───── Document ─────

Skip to main content

GIST: Greedy Independent Set Thresholding for Max-Min Diversification with Submodular Utility

Project description

gist-select

Greedy Independent Set Thresholding for Max-Min Diversification with Submodular Utility

A production-grade Python implementation of the GIST algorithm from Fahrbach et al. (NeurIPS 2025). Select subsets that are both high-quality and diverse — with provable approximation guarantees.


The Problem

You have a large pool of items (data points, images, documents, candidates) and need to select k of them. You want items that are individually valuable and collectively diverse — no redundancy, maximum coverage.

GIST solves this by maximizing:

f(S) = g(S) + λ · div(S)
Term Meaning
g(S) Monotone submodular utility — how valuable the selected set is
div(S) Max-min diversity — the minimum pairwise distance in the set
λ Trade-off knob between utility and diversity

Approximation guarantees:

  • General submodular utility: 1/2 - ε
  • Linear utility: 2/3 - ε (tight — matches the NP-hardness lower bound)

Features

  • Provably good — constant-factor approximation guarantees from the paper
  • Fast at scale — tested up to 2M points with high-dimensional embeddings
  • CELF acceleration — lazy greedy evaluation reduces oracle calls by orders of magnitude
  • Optimised numerics — BLAS-backed distance computation, precomputed norms, no large temporaries
  • Flexible metrics — Euclidean, cosine, or bring your own distance function
  • Flexible utilities — linear weights, set coverage, or bring your own submodular function
  • Parallel threshold sweep — optional multi-threaded execution via joblib
  • Deterministic — seed parameter for full reproducibility

Installation

pip install gist-select

With optional parallel support:

pip install "gist-select[parallel]"

───── Material supplied ─────

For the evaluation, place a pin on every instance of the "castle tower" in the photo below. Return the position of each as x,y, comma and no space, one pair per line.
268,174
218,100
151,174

─────
───── Material supplied ─────

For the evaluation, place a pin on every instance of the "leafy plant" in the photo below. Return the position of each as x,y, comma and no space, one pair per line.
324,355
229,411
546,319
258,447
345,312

─────
───── Material supplied ─────

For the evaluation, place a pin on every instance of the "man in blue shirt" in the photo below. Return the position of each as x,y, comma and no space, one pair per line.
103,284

─────

§ **Set problem 1**:
From the gist-select page, list the short name of each feature in its Features list, the words before each dash.
§ **Set problem 2**:
On the gist-select page, what is the largest number of points the algorithm has been tested on?
§ **Set problem 3**:
Print the stretch of the gist-select page from "Project description" through "redundancy, maximum coverage.".

§ **Correct answer 1**:
Provably good
Fast at scale
CELF acceleration
Optimised numerics
Flexible metrics
Flexible utilities
Parallel threshold sweep
Deterministic

§ **Correct answer 2**:
Up to 2M points with high-dimensional embeddings.

§ **Correct answer 3**:
Project description

gist-select

Greedy Independent Set Thresholding for Max-Min Diversification with Submodular Utility

A production-grade Python implementation of the GIST algorithm from Fahrbach et al. (NeurIPS 2025). Select subsets that are both high-quality and diverse — with provable approximation guarantees.


The Problem

You have a large pool of items (data points, images, documents, candidates) and need to select k of them. You want items that are individually valuable and collectively diverse — no redundancy, maximum coverage.